■ **Work instructions**:
From the records below, print exactly the lines starting at the one containing "the moth antenna" and ending at the one containing "the green leaf", ends included, and nothing else.

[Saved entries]

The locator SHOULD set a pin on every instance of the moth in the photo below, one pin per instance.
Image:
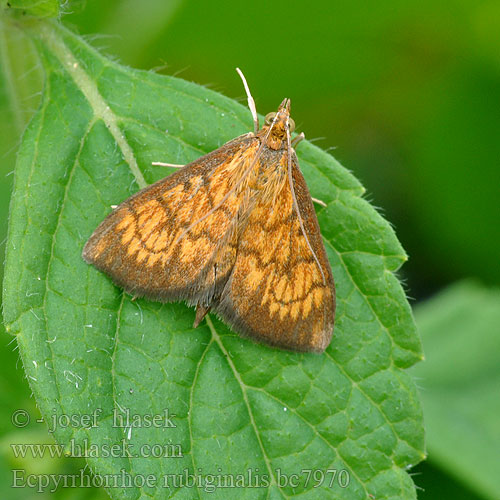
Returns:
(234, 232)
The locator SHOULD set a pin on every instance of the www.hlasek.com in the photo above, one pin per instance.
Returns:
(85, 449)
(251, 478)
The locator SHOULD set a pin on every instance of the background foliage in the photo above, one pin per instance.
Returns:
(407, 93)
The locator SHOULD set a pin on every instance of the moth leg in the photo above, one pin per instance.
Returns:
(161, 164)
(201, 312)
(319, 202)
(251, 102)
(297, 139)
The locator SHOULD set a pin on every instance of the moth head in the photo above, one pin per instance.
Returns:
(278, 125)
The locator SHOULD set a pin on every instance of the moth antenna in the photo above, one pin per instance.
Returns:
(251, 102)
(294, 198)
(233, 189)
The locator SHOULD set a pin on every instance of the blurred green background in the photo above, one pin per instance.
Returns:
(406, 94)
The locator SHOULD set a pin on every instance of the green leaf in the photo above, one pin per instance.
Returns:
(37, 8)
(460, 384)
(238, 406)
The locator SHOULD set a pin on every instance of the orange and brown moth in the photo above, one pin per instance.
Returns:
(234, 232)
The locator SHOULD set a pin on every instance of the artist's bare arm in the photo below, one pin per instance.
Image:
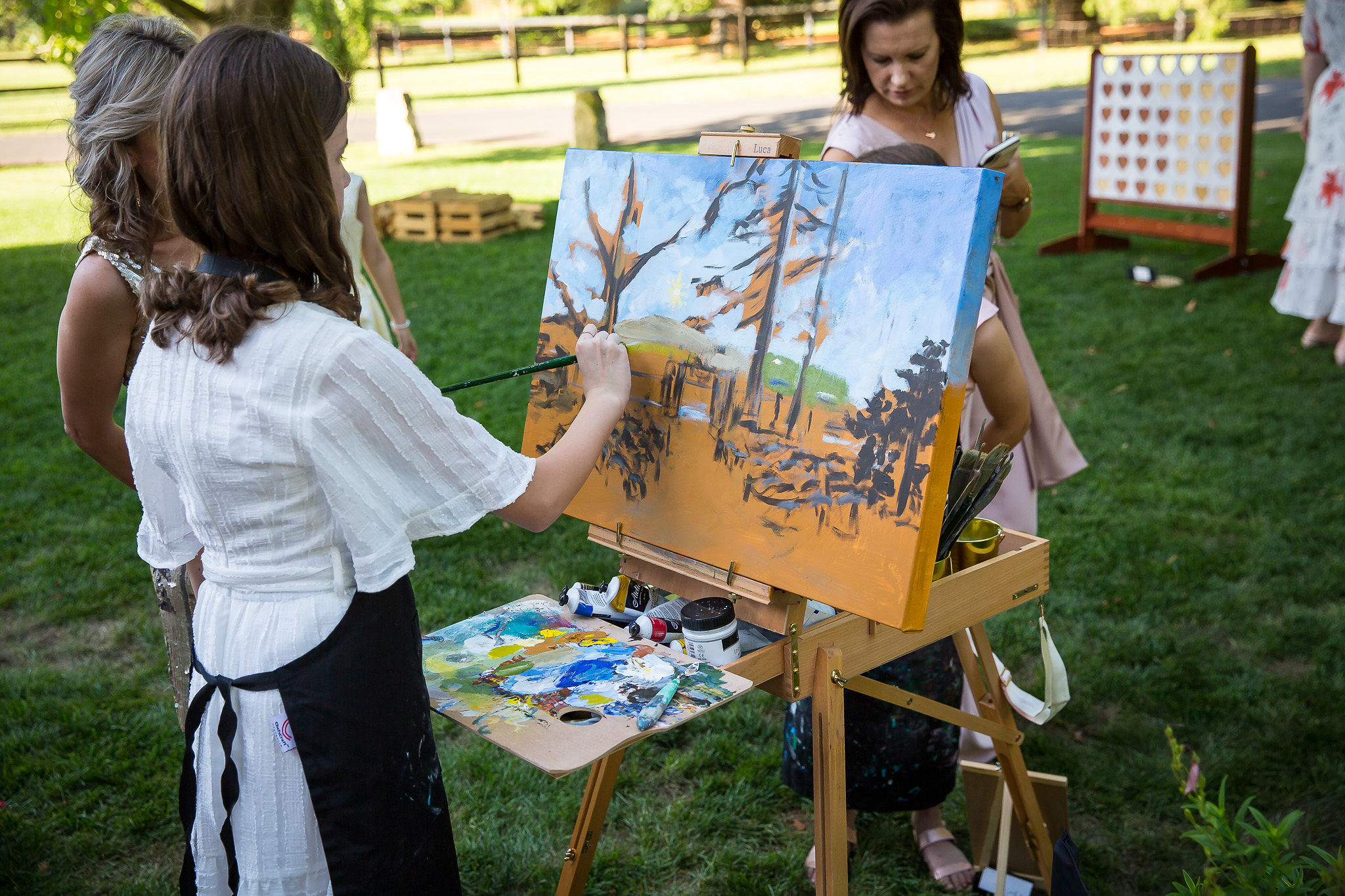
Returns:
(563, 471)
(1314, 65)
(92, 344)
(385, 278)
(837, 155)
(1017, 187)
(998, 378)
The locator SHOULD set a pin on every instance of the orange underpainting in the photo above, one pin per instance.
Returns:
(798, 336)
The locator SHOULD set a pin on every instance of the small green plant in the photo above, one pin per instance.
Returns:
(1246, 853)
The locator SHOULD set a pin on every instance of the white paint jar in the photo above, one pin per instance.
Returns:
(711, 630)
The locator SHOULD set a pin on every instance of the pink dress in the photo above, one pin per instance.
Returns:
(1047, 454)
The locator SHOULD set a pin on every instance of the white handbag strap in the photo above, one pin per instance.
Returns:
(1034, 710)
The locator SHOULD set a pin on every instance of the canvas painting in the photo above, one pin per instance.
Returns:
(560, 691)
(795, 330)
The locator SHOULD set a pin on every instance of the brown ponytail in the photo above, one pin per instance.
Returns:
(245, 175)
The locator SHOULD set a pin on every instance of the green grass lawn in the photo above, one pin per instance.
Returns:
(1195, 584)
(657, 75)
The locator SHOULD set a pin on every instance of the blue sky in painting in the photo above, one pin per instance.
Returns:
(899, 270)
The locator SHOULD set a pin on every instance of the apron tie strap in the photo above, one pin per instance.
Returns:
(229, 789)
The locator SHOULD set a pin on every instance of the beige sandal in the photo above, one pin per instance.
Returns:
(810, 864)
(927, 839)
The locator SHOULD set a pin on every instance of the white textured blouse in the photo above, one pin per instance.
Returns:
(305, 467)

■ **Response to the task**:
The locator SHOULD set a pin on every instance of the moth antenna in the photo above, one pin per instance.
Returns:
(251, 102)
(294, 198)
(233, 189)
The locator SHOULD set a pin on every instance of the blurred green background in the photo above, one pin per instance.
Returns:
(406, 94)
The locator SHOULD set a pin on every instance of the green leaf in the photo above, one pin per instance.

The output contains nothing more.